**Page excerpt**
────

Checkpoints#

In this section, we present the checkpoint formats supported by NVIDIA NeMo.

NeMo Checkpoints (.nemo)#

A .nemo checkpoint is a tar archive that bundles model configurations (YAML), model weights (.ckpt), and other artifacts like tokenizer models or vocabulary files. This consolidated design streamlines sharing, loading, tuning, evaluating, and inference.

Because .nemo files are standard tar archives, you can unpack them, inspect or modify their contents, and repack them:

# Unpack
mkdir model_contents && tar xf model.nemo -C model_contents/

# Inspect / edit files inside
ls model_contents/

# Repack
cd model_contents && tar cf ../model_modified.nemo * && cd ..

This is useful for inspecting model configs, swapping tokenizer files, or modifying configuration without reloading the model in Python.

.nemo checkpoints are the primary format for ASR, TTS, and Audio pretrained models.

PyTorch Lightning Checkpoints (.ckpt)#

During training, PyTorch Lightning saves .ckpt files that contain model weights, optimizer states, and training metadata (epoch, step, scheduler state). These are used to resume training from where it left off.

SafeTensors (.safetensors)#

SafeTensors is a format for storing tensors that is safe (no arbitrary code execution, unlike pickle-based formats), fast (supports zero-copy and lazy loading of individual tensors), and widely adopted across the HuggingFace ecosystem.

SpeechLM2 models use .safetensors as their primary checkpoint format, following the HuggingFace model conventions. SpeechLM2 models are saved and loaded via HuggingFace Hub integration (save_pretrained / from_pretrained), and their weights are stored in .safetensors files.

────

**Information provided**
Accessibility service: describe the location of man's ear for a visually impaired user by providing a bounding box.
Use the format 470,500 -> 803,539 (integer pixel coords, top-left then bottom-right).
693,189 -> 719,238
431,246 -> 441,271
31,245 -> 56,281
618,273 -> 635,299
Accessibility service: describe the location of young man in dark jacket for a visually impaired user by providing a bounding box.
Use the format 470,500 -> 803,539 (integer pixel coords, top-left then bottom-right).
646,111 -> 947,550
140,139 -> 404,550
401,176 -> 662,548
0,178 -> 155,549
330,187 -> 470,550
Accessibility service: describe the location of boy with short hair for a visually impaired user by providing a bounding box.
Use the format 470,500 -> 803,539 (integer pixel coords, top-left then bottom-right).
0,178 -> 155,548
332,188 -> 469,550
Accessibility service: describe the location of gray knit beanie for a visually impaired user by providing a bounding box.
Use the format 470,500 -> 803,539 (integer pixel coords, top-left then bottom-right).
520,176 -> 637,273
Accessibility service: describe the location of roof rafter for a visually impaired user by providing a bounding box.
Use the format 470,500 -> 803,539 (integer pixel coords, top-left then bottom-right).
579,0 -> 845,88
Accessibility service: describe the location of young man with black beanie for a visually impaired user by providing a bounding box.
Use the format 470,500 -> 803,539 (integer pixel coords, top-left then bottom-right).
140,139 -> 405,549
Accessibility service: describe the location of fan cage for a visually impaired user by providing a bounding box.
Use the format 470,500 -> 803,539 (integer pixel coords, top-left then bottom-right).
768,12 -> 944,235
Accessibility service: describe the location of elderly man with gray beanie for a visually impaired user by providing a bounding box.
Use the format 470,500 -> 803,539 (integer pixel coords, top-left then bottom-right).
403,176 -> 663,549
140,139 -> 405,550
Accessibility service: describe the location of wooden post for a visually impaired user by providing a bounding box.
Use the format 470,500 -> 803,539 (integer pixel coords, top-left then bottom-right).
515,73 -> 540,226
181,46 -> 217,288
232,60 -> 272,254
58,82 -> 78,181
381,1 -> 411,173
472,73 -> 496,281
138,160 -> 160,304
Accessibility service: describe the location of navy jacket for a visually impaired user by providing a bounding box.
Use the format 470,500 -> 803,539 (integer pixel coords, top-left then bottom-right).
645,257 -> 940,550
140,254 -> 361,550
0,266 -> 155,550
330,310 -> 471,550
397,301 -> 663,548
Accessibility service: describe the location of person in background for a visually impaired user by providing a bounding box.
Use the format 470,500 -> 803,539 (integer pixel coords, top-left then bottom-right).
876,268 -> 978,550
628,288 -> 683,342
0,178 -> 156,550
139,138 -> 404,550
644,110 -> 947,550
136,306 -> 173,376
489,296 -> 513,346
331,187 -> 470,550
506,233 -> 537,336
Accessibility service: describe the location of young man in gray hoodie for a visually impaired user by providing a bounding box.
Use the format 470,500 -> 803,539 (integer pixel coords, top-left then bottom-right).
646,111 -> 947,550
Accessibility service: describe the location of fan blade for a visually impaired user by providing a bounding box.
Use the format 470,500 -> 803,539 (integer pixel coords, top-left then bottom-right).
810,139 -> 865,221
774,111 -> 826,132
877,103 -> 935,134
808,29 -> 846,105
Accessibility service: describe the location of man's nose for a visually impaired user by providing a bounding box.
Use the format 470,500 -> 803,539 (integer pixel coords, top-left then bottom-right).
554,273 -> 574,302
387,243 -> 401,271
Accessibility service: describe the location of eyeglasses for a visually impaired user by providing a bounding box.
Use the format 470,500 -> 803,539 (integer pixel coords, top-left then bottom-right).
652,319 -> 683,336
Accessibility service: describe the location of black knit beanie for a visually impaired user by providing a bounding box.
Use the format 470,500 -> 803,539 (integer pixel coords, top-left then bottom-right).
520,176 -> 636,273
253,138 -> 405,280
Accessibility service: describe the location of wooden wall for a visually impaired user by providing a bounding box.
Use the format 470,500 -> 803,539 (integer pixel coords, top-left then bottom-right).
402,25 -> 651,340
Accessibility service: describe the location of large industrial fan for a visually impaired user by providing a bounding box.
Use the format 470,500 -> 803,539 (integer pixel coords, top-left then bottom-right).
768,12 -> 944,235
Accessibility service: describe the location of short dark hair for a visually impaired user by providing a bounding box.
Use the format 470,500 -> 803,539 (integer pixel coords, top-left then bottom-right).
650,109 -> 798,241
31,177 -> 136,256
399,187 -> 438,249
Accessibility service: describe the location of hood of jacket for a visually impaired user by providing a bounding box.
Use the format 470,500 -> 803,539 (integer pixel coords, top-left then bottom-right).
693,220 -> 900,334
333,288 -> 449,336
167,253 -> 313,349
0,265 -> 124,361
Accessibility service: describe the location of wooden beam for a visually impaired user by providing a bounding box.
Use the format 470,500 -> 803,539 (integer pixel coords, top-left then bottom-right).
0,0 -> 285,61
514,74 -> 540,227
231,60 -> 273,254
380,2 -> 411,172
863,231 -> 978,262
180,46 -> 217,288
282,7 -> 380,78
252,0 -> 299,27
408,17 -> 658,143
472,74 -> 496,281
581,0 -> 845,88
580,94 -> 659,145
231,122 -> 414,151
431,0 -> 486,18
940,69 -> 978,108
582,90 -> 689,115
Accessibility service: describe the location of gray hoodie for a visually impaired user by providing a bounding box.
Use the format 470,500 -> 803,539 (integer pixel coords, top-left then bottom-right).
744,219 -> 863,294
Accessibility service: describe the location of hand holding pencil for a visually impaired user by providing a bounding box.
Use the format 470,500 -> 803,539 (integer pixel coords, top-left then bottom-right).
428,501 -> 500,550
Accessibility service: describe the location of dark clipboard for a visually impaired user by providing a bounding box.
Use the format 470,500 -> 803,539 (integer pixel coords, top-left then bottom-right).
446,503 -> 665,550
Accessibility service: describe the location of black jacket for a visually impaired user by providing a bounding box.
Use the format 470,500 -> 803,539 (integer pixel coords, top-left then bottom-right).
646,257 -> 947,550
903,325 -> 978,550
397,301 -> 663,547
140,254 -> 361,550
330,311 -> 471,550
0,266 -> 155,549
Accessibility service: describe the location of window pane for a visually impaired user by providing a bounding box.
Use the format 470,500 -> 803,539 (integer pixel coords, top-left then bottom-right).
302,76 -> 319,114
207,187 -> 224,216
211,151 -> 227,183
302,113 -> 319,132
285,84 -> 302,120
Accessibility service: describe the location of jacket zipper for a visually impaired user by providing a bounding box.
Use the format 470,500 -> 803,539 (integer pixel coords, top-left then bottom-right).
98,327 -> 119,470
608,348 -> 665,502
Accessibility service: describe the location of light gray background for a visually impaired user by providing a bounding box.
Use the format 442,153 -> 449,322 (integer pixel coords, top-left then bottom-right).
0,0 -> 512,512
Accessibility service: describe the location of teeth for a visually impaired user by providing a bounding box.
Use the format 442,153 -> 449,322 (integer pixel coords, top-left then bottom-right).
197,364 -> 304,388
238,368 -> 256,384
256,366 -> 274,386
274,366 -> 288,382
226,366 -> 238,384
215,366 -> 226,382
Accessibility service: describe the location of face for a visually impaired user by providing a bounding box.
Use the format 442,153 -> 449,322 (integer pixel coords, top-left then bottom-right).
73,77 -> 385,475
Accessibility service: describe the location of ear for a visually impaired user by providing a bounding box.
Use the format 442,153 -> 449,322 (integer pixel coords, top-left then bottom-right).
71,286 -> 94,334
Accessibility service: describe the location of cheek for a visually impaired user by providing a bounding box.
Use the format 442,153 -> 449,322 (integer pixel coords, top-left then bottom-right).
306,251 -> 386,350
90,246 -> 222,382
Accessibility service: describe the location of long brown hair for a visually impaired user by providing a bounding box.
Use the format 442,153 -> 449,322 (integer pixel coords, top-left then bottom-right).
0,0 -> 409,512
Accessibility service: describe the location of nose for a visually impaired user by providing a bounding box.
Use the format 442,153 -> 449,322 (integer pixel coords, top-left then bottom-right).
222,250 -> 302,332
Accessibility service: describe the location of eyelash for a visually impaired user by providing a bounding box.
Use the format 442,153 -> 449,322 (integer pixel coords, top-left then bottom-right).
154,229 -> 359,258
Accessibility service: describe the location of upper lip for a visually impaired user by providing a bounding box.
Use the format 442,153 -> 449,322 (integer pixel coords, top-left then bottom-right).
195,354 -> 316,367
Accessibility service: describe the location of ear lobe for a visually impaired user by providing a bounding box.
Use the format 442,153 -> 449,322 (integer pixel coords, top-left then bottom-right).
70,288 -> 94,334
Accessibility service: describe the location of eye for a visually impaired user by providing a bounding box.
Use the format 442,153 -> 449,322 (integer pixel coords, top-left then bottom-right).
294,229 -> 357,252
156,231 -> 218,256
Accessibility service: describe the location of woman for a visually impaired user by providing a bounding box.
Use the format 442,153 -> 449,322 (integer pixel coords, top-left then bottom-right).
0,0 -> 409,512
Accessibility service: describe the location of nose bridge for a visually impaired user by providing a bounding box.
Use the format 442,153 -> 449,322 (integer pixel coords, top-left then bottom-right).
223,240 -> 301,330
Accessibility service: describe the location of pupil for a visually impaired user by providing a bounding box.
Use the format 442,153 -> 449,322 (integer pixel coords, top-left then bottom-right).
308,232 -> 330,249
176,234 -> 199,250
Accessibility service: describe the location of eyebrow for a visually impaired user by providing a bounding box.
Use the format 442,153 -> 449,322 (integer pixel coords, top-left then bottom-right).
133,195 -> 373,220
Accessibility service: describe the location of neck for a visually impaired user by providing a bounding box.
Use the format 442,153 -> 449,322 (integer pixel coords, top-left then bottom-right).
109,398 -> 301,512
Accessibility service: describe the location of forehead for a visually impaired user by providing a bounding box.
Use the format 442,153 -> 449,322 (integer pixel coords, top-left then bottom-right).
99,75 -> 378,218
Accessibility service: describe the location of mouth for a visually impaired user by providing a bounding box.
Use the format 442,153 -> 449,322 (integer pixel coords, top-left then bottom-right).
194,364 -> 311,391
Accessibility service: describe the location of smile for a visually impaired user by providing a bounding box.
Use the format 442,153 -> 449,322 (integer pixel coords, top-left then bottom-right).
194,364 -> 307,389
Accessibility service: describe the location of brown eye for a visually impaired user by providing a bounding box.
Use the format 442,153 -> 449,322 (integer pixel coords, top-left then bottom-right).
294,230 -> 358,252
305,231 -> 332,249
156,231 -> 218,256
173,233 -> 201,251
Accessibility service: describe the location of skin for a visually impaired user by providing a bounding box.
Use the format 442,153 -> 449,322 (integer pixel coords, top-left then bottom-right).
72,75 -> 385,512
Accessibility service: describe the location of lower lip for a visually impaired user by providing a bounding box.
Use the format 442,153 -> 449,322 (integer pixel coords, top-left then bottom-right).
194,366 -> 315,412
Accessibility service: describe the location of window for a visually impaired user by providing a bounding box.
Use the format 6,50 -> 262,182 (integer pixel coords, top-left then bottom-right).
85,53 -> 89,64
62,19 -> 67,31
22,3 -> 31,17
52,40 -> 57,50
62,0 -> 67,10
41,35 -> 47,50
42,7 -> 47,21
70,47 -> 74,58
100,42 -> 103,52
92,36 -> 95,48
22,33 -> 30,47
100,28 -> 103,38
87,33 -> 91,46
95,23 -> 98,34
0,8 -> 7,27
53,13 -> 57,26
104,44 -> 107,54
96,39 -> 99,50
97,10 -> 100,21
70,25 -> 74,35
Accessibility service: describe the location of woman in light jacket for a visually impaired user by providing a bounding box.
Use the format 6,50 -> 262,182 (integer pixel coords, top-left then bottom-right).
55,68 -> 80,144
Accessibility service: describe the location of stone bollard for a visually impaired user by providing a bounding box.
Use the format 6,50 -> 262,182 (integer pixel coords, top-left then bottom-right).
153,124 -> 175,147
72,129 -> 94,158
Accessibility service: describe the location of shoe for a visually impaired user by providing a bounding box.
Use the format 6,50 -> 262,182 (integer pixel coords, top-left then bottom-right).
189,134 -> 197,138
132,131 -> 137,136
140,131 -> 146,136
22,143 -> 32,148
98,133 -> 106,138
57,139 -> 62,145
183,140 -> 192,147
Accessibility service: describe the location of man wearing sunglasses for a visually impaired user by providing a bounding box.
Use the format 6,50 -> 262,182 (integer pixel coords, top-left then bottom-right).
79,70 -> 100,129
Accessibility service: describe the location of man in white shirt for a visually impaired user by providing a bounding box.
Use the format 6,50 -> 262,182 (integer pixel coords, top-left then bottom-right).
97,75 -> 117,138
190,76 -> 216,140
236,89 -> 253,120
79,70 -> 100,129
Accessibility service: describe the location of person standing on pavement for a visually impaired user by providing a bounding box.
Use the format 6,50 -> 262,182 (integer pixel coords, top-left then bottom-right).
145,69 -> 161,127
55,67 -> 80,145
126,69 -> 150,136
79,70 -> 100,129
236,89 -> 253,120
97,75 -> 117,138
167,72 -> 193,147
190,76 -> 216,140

────

**Work to complete**
[1] Return the passage of the NeMo checkpoints text from "# Inspect /" up to and including "model in Python.", copied word for word.
[2] According to the NeMo checkpoints text, what do the .ckpt files saved by PyTorch Lightning during training contain?
[3] Extend the NeMo checkpoints text, picking up right after its final sentence.

**Expected responses**
[1]
# Inspect / edit files inside
ls model_contents/

# Repack
cd model_contents && tar cf ../model_modified.nemo * && cd ..

This is useful for inspecting model configs, swapping tokenizer files, or modifying configuration without reloading the model in Python.

[2] They contain model weights, optimizer states, and training metadata (epoch, step, scheduler state).

[3]
Note

SpeechLM2 models do not use the .nemo format for their own checkpoints. The .nemo format is only used in the SpeechLM2 collection to load pretrained ASR checkpoints that initialize the speech encoder component.

Distributed Checkpoints#

When training with ModelParallelStrategy (FSDP2 / Tensor Parallelism), PyTorch Lightning automatically saves distributed checkpoints. Instead of gathering all shards onto a single process, each process saves its own shard to a directory. This is significantly faster and uses less memory than consolidating into a single file.

Distributed checkpoints are saved as a directory containing:

A .metadata file describing the tensor layout across shards
Numbered .distcp files with per-rank weight shards

PyTorch Lightning handles loading distributed checkpoints transparently – you resume training with the same ckpt_path argument regardless of whether the checkpoint is a single file or a sharded directory.

# Resuming from a distributed checkpoint works the same as a regular checkpoint
trainer.fit(model, ckpt_path="path/to/distributed_checkpoint_dir")